Given request
Render the entries below as a Markdown table with the columns No. and Line, one numbered row per line, omitting blank lines.

>> BEGIN Records for this exercise

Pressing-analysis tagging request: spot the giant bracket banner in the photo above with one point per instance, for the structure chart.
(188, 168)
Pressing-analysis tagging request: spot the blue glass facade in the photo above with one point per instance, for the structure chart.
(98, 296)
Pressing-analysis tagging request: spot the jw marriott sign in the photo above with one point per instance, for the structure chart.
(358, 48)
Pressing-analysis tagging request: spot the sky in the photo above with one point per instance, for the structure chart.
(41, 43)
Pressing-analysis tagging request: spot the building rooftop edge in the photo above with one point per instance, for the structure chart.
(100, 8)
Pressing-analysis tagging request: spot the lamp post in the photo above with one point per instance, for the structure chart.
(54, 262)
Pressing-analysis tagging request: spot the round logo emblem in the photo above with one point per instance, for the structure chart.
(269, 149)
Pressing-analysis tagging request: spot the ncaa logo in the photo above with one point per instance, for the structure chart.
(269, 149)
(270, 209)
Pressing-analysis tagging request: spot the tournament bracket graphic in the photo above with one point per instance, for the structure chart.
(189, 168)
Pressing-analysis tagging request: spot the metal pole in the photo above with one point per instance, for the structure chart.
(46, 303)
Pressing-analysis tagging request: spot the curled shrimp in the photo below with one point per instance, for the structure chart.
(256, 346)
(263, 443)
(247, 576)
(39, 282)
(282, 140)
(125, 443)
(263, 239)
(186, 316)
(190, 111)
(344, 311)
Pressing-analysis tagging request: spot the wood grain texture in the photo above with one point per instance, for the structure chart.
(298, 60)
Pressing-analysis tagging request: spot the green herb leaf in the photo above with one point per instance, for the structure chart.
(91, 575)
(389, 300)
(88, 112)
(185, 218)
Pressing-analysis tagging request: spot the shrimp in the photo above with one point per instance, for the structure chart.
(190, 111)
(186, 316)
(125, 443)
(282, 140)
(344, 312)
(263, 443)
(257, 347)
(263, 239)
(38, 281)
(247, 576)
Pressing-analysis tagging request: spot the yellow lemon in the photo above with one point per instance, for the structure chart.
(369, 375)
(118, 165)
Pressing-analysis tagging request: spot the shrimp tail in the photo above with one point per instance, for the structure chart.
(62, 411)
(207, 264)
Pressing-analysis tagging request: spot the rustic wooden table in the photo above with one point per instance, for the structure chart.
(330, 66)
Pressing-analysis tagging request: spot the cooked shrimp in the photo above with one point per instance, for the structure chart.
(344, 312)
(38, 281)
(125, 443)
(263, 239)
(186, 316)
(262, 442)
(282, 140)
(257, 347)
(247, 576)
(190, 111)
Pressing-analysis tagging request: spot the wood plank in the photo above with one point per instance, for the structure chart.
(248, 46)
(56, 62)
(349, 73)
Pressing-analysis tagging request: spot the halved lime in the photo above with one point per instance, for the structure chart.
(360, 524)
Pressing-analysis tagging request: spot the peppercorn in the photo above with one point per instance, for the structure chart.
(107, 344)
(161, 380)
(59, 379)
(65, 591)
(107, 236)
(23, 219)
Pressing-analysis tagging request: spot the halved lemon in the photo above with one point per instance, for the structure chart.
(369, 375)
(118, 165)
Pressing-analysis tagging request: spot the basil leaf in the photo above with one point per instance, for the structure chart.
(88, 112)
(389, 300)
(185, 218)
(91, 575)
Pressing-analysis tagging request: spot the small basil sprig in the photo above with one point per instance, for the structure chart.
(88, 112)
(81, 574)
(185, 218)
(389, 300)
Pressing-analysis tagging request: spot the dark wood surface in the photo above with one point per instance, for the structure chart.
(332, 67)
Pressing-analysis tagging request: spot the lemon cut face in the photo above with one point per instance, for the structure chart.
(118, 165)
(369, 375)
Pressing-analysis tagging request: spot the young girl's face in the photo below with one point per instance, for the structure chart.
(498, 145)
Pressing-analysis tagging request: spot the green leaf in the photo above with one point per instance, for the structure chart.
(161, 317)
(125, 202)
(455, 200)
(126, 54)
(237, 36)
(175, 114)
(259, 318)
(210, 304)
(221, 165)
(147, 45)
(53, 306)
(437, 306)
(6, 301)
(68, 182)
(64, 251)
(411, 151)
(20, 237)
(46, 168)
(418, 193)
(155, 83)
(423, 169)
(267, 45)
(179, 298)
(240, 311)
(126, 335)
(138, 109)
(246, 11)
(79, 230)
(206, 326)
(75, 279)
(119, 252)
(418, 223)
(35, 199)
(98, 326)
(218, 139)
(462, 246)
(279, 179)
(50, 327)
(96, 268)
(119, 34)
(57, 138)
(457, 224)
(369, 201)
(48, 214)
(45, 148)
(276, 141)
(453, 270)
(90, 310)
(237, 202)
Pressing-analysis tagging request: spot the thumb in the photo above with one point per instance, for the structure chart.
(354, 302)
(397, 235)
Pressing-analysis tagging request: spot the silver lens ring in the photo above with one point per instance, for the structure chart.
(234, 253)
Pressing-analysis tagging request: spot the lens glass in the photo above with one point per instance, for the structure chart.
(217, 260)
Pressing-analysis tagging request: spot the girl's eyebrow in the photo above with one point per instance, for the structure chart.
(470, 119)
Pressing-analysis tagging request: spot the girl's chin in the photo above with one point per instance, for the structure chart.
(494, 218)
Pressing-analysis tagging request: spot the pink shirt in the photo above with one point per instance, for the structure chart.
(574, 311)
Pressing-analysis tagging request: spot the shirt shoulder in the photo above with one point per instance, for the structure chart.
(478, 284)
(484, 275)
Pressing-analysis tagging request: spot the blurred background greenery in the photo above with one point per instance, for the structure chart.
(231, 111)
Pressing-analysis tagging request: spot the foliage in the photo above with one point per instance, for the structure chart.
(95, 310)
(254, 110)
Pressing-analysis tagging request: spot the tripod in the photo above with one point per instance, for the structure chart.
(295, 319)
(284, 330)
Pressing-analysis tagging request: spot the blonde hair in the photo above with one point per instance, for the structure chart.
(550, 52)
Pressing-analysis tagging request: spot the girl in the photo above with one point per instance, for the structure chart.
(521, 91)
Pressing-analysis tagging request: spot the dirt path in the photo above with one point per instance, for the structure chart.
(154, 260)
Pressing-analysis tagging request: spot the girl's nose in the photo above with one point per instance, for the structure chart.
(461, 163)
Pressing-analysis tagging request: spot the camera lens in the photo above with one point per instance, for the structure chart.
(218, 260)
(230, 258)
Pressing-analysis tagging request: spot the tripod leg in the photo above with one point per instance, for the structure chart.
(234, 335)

>> END Records for this exercise

Solution to this exercise
| No. | Line |
|---|---|
| 1 | Pressing-analysis tagging request: spot the giant bracket banner in the photo above with one point per instance, for the structure chart. |
| 2 | (188, 168) |
| 3 | Pressing-analysis tagging request: spot the blue glass facade in the photo above with one point per instance, for the structure chart. |
| 4 | (98, 296) |
| 5 | Pressing-analysis tagging request: spot the jw marriott sign in the photo above with one point per instance, for the structure chart. |
| 6 | (358, 48) |
| 7 | Pressing-analysis tagging request: spot the sky in the photo above with one point per instance, for the structure chart. |
| 8 | (41, 43) |
| 9 | Pressing-analysis tagging request: spot the building rooftop edge in the photo above with one point per instance, for the structure chart. |
| 10 | (100, 8) |
| 11 | Pressing-analysis tagging request: spot the lamp post in the photo above with one point per instance, for the structure chart. |
| 12 | (54, 262) |
| 13 | Pressing-analysis tagging request: spot the round logo emblem in the photo above with one point per instance, for the structure chart. |
| 14 | (269, 149) |
| 15 | Pressing-analysis tagging request: spot the ncaa logo in the photo above with one point per instance, for the structure chart. |
| 16 | (269, 149) |
| 17 | (270, 209) |
| 18 | Pressing-analysis tagging request: spot the tournament bracket graphic in the photo above with one point per instance, for the structure chart. |
| 19 | (189, 168) |
| 20 | Pressing-analysis tagging request: spot the metal pole in the photo above with one point per instance, for the structure chart. |
| 21 | (46, 303) |
| 22 | Pressing-analysis tagging request: spot the curled shrimp in the photo below with one point per instance, for the structure chart. |
| 23 | (256, 346) |
| 24 | (263, 443) |
| 25 | (247, 576) |
| 26 | (39, 282) |
| 27 | (282, 140) |
| 28 | (125, 443) |
| 29 | (263, 239) |
| 30 | (186, 316) |
| 31 | (190, 111) |
| 32 | (344, 311) |
| 33 | Pressing-analysis tagging request: spot the wood grain texture in the photo above with one point per instance, for the structure chart. |
| 34 | (298, 60) |
| 35 | Pressing-analysis tagging request: spot the green herb leaf in the photo above with one point per instance, for the structure chart. |
| 36 | (91, 575) |
| 37 | (389, 300) |
| 38 | (88, 112) |
| 39 | (185, 218) |
| 40 | Pressing-analysis tagging request: spot the shrimp in the photo above with one point per instance, for the structure chart. |
| 41 | (190, 111) |
| 42 | (186, 316) |
| 43 | (125, 443) |
| 44 | (282, 140) |
| 45 | (344, 312) |
| 46 | (263, 443) |
| 47 | (257, 347) |
| 48 | (263, 239) |
| 49 | (38, 281) |
| 50 | (247, 576) |
| 51 | Pressing-analysis tagging request: spot the yellow lemon in the photo above with one point per instance, for the structure chart. |
| 52 | (369, 375) |
| 53 | (118, 165) |
| 54 | Pressing-analysis tagging request: spot the shrimp tail in the photo above with one point per instance, for the structure chart. |
| 55 | (62, 411) |
| 56 | (207, 264) |
| 57 | Pressing-analysis tagging request: spot the rustic wooden table in the photo above with one point per instance, for the structure chart. |
| 58 | (330, 66) |
| 59 | Pressing-analysis tagging request: spot the cooked shrimp in the photo above with one point per instance, for the structure chart. |
| 60 | (344, 312) |
| 61 | (38, 281) |
| 62 | (125, 443) |
| 63 | (263, 239) |
| 64 | (186, 316) |
| 65 | (262, 442) |
| 66 | (282, 140) |
| 67 | (257, 347) |
| 68 | (247, 576) |
| 69 | (190, 111) |
| 70 | Pressing-analysis tagging request: spot the wood plank in the photo above with one point per instance, for the structure chart. |
| 71 | (248, 46) |
| 72 | (56, 62) |
| 73 | (349, 73) |
| 74 | Pressing-analysis tagging request: spot the halved lime in the photo above with one point per instance, for the structure chart. |
| 75 | (360, 524) |
| 76 | Pressing-analysis tagging request: spot the peppercorn in the photo above with one point per instance, for the structure chart. |
| 77 | (107, 344) |
| 78 | (161, 380) |
| 79 | (59, 379) |
| 80 | (65, 591) |
| 81 | (107, 236) |
| 82 | (23, 219) |
| 83 | Pressing-analysis tagging request: spot the halved lemon in the photo above with one point per instance, for the structure chart. |
| 84 | (369, 375) |
| 85 | (118, 165) |
| 86 | Pressing-analysis tagging request: spot the basil leaf in the photo above with one point per instance, for the structure chart. |
| 87 | (88, 112) |
| 88 | (389, 300) |
| 89 | (185, 218) |
| 90 | (91, 575) |
| 91 | Pressing-analysis tagging request: spot the small basil sprig in the photo above with one point per instance, for the structure chart. |
| 92 | (88, 112) |
| 93 | (81, 574) |
| 94 | (185, 218) |
| 95 | (389, 300) |
| 96 | Pressing-analysis tagging request: spot the dark wood surface in the photo above with one point per instance, for the structure chart. |
| 97 | (332, 67) |
| 98 | Pressing-analysis tagging request: spot the lemon cut face in the photo above with one point per instance, for the structure chart. |
| 99 | (118, 165) |
| 100 | (369, 375) |
| 101 | Pressing-analysis tagging request: spot the young girl's face in the photo below with one point per instance, for the structure chart. |
| 102 | (498, 145) |
| 103 | Pressing-analysis tagging request: spot the green leaf in the photo above with one point per instance, for the structure chart. |
| 104 | (161, 317) |
| 105 | (125, 202) |
| 106 | (455, 200) |
| 107 | (126, 54) |
| 108 | (237, 36) |
| 109 | (175, 114) |
| 110 | (259, 318) |
| 111 | (210, 304) |
| 112 | (221, 165) |
| 113 | (147, 45) |
| 114 | (53, 306) |
| 115 | (437, 306) |
| 116 | (6, 301) |
| 117 | (68, 182) |
| 118 | (64, 251) |
| 119 | (411, 151) |
| 120 | (20, 237) |
| 121 | (46, 168) |
| 122 | (418, 193) |
| 123 | (155, 83) |
| 124 | (423, 169) |
| 125 | (267, 45) |
| 126 | (179, 298) |
| 127 | (240, 311) |
| 128 | (126, 335) |
| 129 | (138, 109) |
| 130 | (246, 11) |
| 131 | (79, 230) |
| 132 | (206, 326) |
| 133 | (75, 279) |
| 134 | (119, 252) |
| 135 | (418, 223) |
| 136 | (35, 199) |
| 137 | (98, 326) |
| 138 | (218, 139) |
| 139 | (462, 246) |
| 140 | (279, 179) |
| 141 | (50, 327) |
| 142 | (96, 268) |
| 143 | (119, 34) |
| 144 | (57, 138) |
| 145 | (457, 224) |
| 146 | (369, 201) |
| 147 | (48, 214) |
| 148 | (45, 148) |
| 149 | (276, 141) |
| 150 | (453, 270) |
| 151 | (90, 310) |
| 152 | (237, 202) |
| 153 | Pressing-analysis tagging request: spot the thumb in the photo above with one point per instance, for the structure chart. |
| 154 | (354, 302) |
| 155 | (397, 235) |
| 156 | Pressing-analysis tagging request: spot the silver lens ring in the photo above with one point per instance, for the structure chart. |
| 157 | (234, 253) |
| 158 | Pressing-analysis tagging request: spot the lens glass in the photo above with one point per instance, for the structure chart. |
| 159 | (217, 260) |
| 160 | Pressing-analysis tagging request: spot the girl's eyebrow in the photo above with one point per instance, for the structure chart. |
| 161 | (470, 119) |
| 162 | Pressing-analysis tagging request: spot the girl's chin in the photo above with one point per instance, for the structure chart. |
| 163 | (494, 218) |
| 164 | Pressing-analysis tagging request: spot the pink shirt in the photo above with one point per instance, for the structure chart. |
| 165 | (574, 311) |
| 166 | Pressing-analysis tagging request: spot the shirt shoulder in the photo above with one point per instance, for the structure chart. |
| 167 | (478, 284) |
| 168 | (484, 275) |
| 169 | Pressing-analysis tagging request: spot the blurred background greenery in the photo above with one point per instance, for the structure chart. |
| 170 | (231, 111) |
| 171 | Pressing-analysis tagging request: spot the foliage in the photo above with one point per instance, for the structure chart. |
| 172 | (95, 310) |
| 173 | (254, 110) |
| 174 | Pressing-analysis tagging request: spot the tripod in the photo above with one point per instance, for the structure chart. |
| 175 | (295, 319) |
| 176 | (284, 330) |
| 177 | Pressing-analysis tagging request: spot the blonde hair in the photo above with one point per instance, for the structure chart. |
| 178 | (550, 52) |
| 179 | Pressing-analysis tagging request: spot the girl in the photo above with one point per instance, for the structure chart. |
| 180 | (521, 91) |
| 181 | Pressing-analysis tagging request: spot the dirt path in the photo above with one point per instance, for the structure chart. |
| 182 | (154, 260) |
| 183 | Pressing-analysis tagging request: spot the girl's nose in the photo above with one point per instance, for the structure chart. |
| 184 | (461, 163) |
| 185 | Pressing-analysis tagging request: spot the camera lens in the photo above with one point per instance, for the structure chart. |
| 186 | (218, 260) |
| 187 | (230, 258) |
| 188 | Pressing-analysis tagging request: spot the tripod leg in the photo above with one point per instance, for the structure chart. |
| 189 | (234, 335) |